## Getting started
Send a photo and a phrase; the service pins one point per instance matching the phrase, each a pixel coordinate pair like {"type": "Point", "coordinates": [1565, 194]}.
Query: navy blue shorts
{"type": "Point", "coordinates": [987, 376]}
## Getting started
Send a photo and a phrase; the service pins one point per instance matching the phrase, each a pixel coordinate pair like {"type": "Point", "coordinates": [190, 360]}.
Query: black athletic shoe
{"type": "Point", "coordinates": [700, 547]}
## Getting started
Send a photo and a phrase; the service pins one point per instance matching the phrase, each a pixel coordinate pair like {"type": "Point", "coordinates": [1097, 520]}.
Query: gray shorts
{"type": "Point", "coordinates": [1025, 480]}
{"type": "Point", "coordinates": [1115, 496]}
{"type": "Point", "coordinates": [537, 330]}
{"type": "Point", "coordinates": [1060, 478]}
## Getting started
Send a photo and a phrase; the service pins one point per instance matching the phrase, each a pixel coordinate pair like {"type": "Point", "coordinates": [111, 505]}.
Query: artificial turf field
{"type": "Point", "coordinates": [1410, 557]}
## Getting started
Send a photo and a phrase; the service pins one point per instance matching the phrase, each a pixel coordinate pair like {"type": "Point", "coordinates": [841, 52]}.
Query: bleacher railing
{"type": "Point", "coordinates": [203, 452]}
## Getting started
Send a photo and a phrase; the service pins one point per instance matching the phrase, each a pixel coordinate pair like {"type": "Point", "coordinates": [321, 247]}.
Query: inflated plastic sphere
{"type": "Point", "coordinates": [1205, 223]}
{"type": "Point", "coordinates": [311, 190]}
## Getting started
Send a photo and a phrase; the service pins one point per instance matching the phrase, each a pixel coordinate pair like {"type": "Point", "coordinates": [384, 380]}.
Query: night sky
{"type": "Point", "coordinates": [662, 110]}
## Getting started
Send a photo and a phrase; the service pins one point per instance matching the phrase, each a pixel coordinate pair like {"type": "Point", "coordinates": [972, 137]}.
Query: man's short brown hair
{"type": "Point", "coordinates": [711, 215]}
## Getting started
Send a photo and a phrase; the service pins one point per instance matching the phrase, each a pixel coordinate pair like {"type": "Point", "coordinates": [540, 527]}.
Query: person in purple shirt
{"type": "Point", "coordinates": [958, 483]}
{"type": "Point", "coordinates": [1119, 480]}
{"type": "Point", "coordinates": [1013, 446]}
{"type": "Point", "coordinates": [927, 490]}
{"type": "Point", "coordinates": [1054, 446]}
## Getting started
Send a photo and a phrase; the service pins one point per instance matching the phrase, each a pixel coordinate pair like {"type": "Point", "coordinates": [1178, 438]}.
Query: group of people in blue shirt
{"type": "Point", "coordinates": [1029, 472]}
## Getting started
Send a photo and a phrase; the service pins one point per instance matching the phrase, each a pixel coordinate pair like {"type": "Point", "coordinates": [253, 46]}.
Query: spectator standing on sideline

----

**PROMPT:** Output each record precisely as given.

**RESPONSE TO THE EXERCISE:**
## Getting started
Send a photo and a phrase; the service pins one point per instance matching the phrase, each a pixel coordinate pair like {"type": "Point", "coordinates": [1565, 194]}.
Query: navy blue shorts
{"type": "Point", "coordinates": [987, 376]}
## Getting started
Send a photo and a phrase; the service pins one point per instance matching the phrase, each a pixel coordinate pair like {"type": "Point", "coordinates": [190, 360]}.
Query: black athletic shoe
{"type": "Point", "coordinates": [700, 547]}
## Getting started
Send a photo and a phrase; the service pins one point per instance matching the phrase, each a pixel coordinate pair like {"type": "Point", "coordinates": [1097, 520]}.
Query: gray shorts
{"type": "Point", "coordinates": [1025, 480]}
{"type": "Point", "coordinates": [1115, 496]}
{"type": "Point", "coordinates": [537, 330]}
{"type": "Point", "coordinates": [1060, 478]}
## Getting started
Send a photo and a phrase; the service pins one point per instance matching the phrase, each a pixel coordinate pair like {"type": "Point", "coordinates": [111, 505]}.
Query: artificial turf field
{"type": "Point", "coordinates": [1410, 557]}
## Getting started
Send a photo and a phrase; the service pins one point per instance matching the phrase, each a pixel coordinate pair like {"type": "Point", "coordinates": [841, 52]}.
Query: bleacher railing
{"type": "Point", "coordinates": [203, 452]}
## Getting started
Send a photo and a phrase; the service pins one point per instance matching the phrase, each a pixel coordinate pair like {"type": "Point", "coordinates": [321, 247]}.
Query: inflated plastic sphere
{"type": "Point", "coordinates": [1205, 223]}
{"type": "Point", "coordinates": [311, 190]}
## Getting started
Send a photo and a phrase; the service pins one point per instance matching the phrase, each a pixel coordinate pair like {"type": "Point", "coordinates": [384, 380]}.
Query: night sky
{"type": "Point", "coordinates": [662, 110]}
## Getting started
Send a photo and a phrase; the service pins one point per instance matching the phrase, each a pixel coordinate pair like {"type": "Point", "coordinates": [972, 137]}.
Query: man's short brown hair
{"type": "Point", "coordinates": [711, 215]}
## Getting started
Send a photo and a phrase; the service pins one point per instance matching the phrase, each a pixel coordinate pair like {"type": "Point", "coordinates": [540, 527]}.
Query: person in purple shirt
{"type": "Point", "coordinates": [958, 483]}
{"type": "Point", "coordinates": [1119, 480]}
{"type": "Point", "coordinates": [1013, 446]}
{"type": "Point", "coordinates": [927, 490]}
{"type": "Point", "coordinates": [1054, 446]}
## Getting started
Send a photo and a phrase; the service pins one point per instance matching the phrase, each a pixel coordinate pair like {"type": "Point", "coordinates": [1178, 438]}.
Query: group of people in blue shirt
{"type": "Point", "coordinates": [1029, 472]}
## Getting started
Send a photo and a phrase; the service pins one point per instance matching the phrase, each a pixel coordinate pair like {"type": "Point", "coordinates": [253, 46]}.
Query: spectator standing on sideline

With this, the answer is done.